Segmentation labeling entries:
-- Start --
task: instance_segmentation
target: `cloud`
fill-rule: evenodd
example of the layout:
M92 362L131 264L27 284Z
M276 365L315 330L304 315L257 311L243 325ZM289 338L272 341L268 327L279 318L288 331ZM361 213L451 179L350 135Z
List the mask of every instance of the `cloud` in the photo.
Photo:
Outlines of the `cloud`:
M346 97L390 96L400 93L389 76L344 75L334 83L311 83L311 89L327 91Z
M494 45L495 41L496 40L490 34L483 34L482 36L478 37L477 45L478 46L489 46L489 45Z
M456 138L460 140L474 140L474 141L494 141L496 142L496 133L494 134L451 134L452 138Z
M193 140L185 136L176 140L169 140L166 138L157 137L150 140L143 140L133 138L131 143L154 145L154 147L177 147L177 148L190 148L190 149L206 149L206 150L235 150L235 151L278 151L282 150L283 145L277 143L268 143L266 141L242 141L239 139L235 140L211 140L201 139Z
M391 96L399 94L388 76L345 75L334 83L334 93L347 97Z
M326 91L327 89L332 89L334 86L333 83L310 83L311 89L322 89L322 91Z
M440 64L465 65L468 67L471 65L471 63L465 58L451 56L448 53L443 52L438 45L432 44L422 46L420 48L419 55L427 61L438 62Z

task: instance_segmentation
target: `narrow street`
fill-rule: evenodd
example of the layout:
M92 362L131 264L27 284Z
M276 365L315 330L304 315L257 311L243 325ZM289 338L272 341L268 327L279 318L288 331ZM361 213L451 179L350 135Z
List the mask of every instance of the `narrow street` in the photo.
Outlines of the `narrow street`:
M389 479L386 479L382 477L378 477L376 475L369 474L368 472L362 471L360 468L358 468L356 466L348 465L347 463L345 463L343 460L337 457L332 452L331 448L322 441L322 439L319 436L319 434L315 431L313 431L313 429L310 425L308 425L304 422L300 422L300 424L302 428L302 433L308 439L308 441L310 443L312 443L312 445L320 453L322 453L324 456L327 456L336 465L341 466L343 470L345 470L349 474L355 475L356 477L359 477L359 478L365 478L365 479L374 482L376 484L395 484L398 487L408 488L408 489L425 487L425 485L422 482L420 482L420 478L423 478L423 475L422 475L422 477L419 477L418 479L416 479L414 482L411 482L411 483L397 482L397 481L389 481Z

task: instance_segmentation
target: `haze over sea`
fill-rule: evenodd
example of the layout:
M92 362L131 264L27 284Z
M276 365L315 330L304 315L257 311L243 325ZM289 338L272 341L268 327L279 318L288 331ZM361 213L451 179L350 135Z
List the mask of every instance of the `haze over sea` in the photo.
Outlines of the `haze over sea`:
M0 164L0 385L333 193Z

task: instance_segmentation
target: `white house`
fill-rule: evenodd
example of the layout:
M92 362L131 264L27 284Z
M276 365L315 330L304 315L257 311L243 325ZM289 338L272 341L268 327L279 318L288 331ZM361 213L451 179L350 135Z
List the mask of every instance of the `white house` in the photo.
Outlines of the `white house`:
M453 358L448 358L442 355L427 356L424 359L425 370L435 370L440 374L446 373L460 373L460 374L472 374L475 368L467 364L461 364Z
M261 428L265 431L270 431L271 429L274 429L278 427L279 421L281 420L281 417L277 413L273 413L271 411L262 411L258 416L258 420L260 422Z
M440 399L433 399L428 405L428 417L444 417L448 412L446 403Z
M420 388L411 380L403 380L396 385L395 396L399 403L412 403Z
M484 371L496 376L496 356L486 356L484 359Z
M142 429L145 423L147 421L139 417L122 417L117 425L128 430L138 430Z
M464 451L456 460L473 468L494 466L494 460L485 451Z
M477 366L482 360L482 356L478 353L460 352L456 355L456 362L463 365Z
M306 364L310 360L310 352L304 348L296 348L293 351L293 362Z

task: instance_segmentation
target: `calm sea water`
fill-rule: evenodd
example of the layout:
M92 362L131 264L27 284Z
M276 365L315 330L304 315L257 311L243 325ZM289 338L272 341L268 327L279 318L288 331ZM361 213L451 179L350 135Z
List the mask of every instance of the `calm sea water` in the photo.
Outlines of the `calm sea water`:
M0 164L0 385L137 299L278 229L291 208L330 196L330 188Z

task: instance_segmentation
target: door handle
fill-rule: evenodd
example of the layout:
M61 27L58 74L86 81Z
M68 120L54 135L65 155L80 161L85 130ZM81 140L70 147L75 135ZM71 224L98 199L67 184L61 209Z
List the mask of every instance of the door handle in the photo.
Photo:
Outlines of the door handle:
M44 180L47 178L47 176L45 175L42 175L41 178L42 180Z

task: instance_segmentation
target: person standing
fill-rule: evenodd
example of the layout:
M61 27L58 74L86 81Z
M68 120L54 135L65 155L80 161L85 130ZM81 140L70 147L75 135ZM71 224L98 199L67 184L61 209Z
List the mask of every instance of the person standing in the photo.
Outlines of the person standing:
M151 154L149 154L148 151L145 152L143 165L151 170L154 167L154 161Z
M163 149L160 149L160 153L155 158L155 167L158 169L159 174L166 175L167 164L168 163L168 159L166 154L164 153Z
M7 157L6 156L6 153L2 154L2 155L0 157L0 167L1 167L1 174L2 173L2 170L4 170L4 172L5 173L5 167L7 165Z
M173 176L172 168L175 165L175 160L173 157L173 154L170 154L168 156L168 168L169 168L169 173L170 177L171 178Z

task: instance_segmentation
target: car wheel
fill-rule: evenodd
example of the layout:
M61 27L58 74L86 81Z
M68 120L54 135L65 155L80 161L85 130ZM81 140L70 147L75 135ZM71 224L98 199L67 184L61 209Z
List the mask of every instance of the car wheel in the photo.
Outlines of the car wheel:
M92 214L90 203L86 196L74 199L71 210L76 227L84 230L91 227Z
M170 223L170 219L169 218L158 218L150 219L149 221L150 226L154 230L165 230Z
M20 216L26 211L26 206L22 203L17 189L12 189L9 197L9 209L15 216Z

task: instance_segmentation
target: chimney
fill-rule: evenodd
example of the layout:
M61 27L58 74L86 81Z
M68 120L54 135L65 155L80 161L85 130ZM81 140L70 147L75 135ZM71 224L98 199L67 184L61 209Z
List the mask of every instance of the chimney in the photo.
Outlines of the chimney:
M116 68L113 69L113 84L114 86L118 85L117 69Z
-- End --
**WHAT IS REQUIRED**
Rewrite all of the rows above with each "example of the layout" changed to "layout sample" and nothing else altered.

**EXERCISE RESULT**
task: instance_segmentation
target: `cloud`
fill-rule: evenodd
layout sample:
M92 362L131 264L27 284Z
M276 365L315 330L304 315L257 311L243 325ZM289 338L272 341L268 327L279 318L288 331ZM361 213L451 179L350 135Z
List the mask of every instance of the `cloud` in the photo.
Photo:
Outlines of the `cloud`:
M346 97L390 96L400 93L389 76L344 75L334 83L311 83L311 89L327 91Z
M494 45L495 41L496 40L490 34L483 34L482 36L478 37L477 45L478 46L489 46L489 45Z
M456 138L460 140L474 140L474 141L494 141L496 142L496 133L494 134L451 134L452 138Z
M193 140L185 136L176 140L169 140L166 138L157 137L150 140L143 140L133 138L131 143L154 145L154 147L177 147L177 148L190 148L190 149L206 149L206 150L235 150L235 151L278 151L282 150L283 145L277 143L268 143L266 141L242 141L239 139L235 140L211 140L201 139Z
M391 96L399 94L388 76L345 75L334 83L334 93L347 97Z
M326 91L327 89L332 89L334 86L333 83L310 83L311 89L322 89L322 91Z
M440 64L465 65L468 67L471 65L471 63L465 58L451 56L448 53L443 52L438 45L432 44L422 46L420 48L419 55L427 61L438 62Z

task: instance_segmentation
target: `narrow street`
fill-rule: evenodd
layout sample:
M92 362L131 264L27 284Z
M276 365L315 330L304 315L257 311L243 325ZM289 338L272 341L268 327L279 318L288 331ZM361 213L451 179L350 135Z
List the mask of every instance of the `narrow street` in the photo.
Outlines of the `narrow street`:
M389 479L386 479L382 477L378 477L376 475L369 474L368 472L362 471L360 468L358 468L356 466L348 465L347 463L345 463L343 460L337 457L332 452L331 448L322 441L322 439L319 436L319 434L315 431L313 431L313 429L310 425L308 425L304 422L300 422L300 424L302 428L302 433L308 439L308 441L310 443L312 443L312 445L320 453L322 453L324 456L327 456L336 465L341 466L343 470L345 470L349 474L355 475L356 477L359 477L359 478L365 478L365 479L374 482L376 484L395 484L398 487L408 488L408 489L425 487L425 485L422 482L420 482L420 478L423 478L423 475L422 475L422 477L419 477L418 479L416 479L414 482L411 482L411 483L397 482L397 481L389 481Z

task: instance_segmentation
target: `haze over sea`
fill-rule: evenodd
layout sample:
M92 362L131 264L27 284Z
M276 365L315 330L304 315L257 311L243 325ZM289 338L272 341L268 327L279 318L288 331ZM361 213L451 179L350 135Z
List the mask of every instance of the `haze over sea` in the photo.
Outlines of the `haze over sea`:
M0 164L0 385L333 193Z

task: instance_segmentation
target: `white house`
fill-rule: evenodd
layout sample:
M92 362L131 264L27 284Z
M276 365L315 330L304 315L257 311L243 325ZM289 338L272 341L268 327L279 318L288 331ZM361 213L451 179L350 135Z
List the mask of every instance of the `white house` in the photo.
Outlines of the `white house`:
M453 358L448 358L442 355L427 356L424 359L425 370L435 370L440 374L446 373L460 373L460 374L472 374L475 368L467 364L461 364Z
M261 428L265 431L270 431L271 429L274 429L278 427L279 421L281 420L281 417L277 413L273 413L271 411L262 411L258 416L258 420L260 422Z
M440 399L433 399L428 405L428 417L444 417L448 412L446 403Z
M420 388L411 380L403 380L396 385L395 396L399 403L412 403Z
M484 371L496 376L496 356L486 356L484 359Z
M142 429L145 423L147 421L139 417L122 417L117 425L128 430L138 430Z
M464 451L456 460L473 468L494 466L494 460L485 451Z
M477 366L482 360L482 356L478 353L460 352L456 355L456 362L463 365Z
M306 364L310 360L310 352L304 348L296 348L293 351L293 362Z

task: instance_segmentation
target: `calm sea water`
fill-rule: evenodd
layout sample:
M92 362L131 264L27 284Z
M276 365L315 330L304 315L257 311L243 325ZM289 338L272 341L268 327L279 318L288 331ZM361 213L451 179L350 135Z
List the mask of every instance of the `calm sea water` in the photo.
Outlines of the `calm sea water`:
M0 164L0 385L137 299L278 229L291 208L330 196L330 188Z

task: instance_segmentation
target: door handle
fill-rule: evenodd
layout sample:
M61 27L58 74L86 81Z
M68 120L54 135L65 155L80 161L85 130ZM81 140L70 147L75 135ZM71 224L98 199L67 184L61 209Z
List the mask of every instance of the door handle in the photo.
Photo:
Outlines of the door handle:
M44 180L47 178L47 176L45 175L42 175L41 178L42 180Z

task: instance_segmentation
target: person standing
fill-rule: evenodd
layout sample:
M61 27L58 74L86 81Z
M68 120L54 135L65 155L80 161L85 130ZM81 140L70 147L75 135ZM71 224L98 199L67 184L61 209Z
List the mask of every instance of the person standing in the photo.
Outlines of the person standing:
M151 154L149 154L148 151L145 152L143 165L151 170L154 167L154 161Z
M163 149L160 149L160 153L155 158L155 167L158 169L159 174L166 175L167 164L168 163L168 159L166 154L164 153Z
M7 157L6 156L6 153L2 154L2 155L0 157L0 167L1 167L1 174L2 173L2 170L4 170L4 172L5 173L5 167L7 165Z
M173 176L172 168L175 165L175 160L173 157L173 154L170 154L168 156L168 168L169 168L169 173L170 177L171 178Z

task: instance_segmentation
target: car wheel
fill-rule: evenodd
layout sample:
M61 27L58 74L86 81Z
M68 120L54 135L65 155L80 161L85 130ZM81 140L70 147L75 135ZM71 224L98 199L67 184L61 209Z
List the mask of every instance of the car wheel in the photo.
Outlines of the car wheel:
M92 214L90 203L86 196L74 199L71 210L76 227L84 230L91 227Z
M170 223L170 219L169 218L158 218L150 219L149 221L150 226L154 230L165 230Z
M20 216L26 211L26 206L22 203L17 189L12 189L9 197L9 209L15 216Z

task: instance_segmentation
target: chimney
fill-rule: evenodd
layout sample:
M61 27L58 74L86 81Z
M68 120L54 135L65 155L80 161L85 130ZM81 140L70 147L75 135ZM71 224L98 199L67 184L61 209Z
List the mask of every instance of the chimney in the photo.
Outlines of the chimney:
M116 68L113 69L113 84L114 86L118 85L117 69Z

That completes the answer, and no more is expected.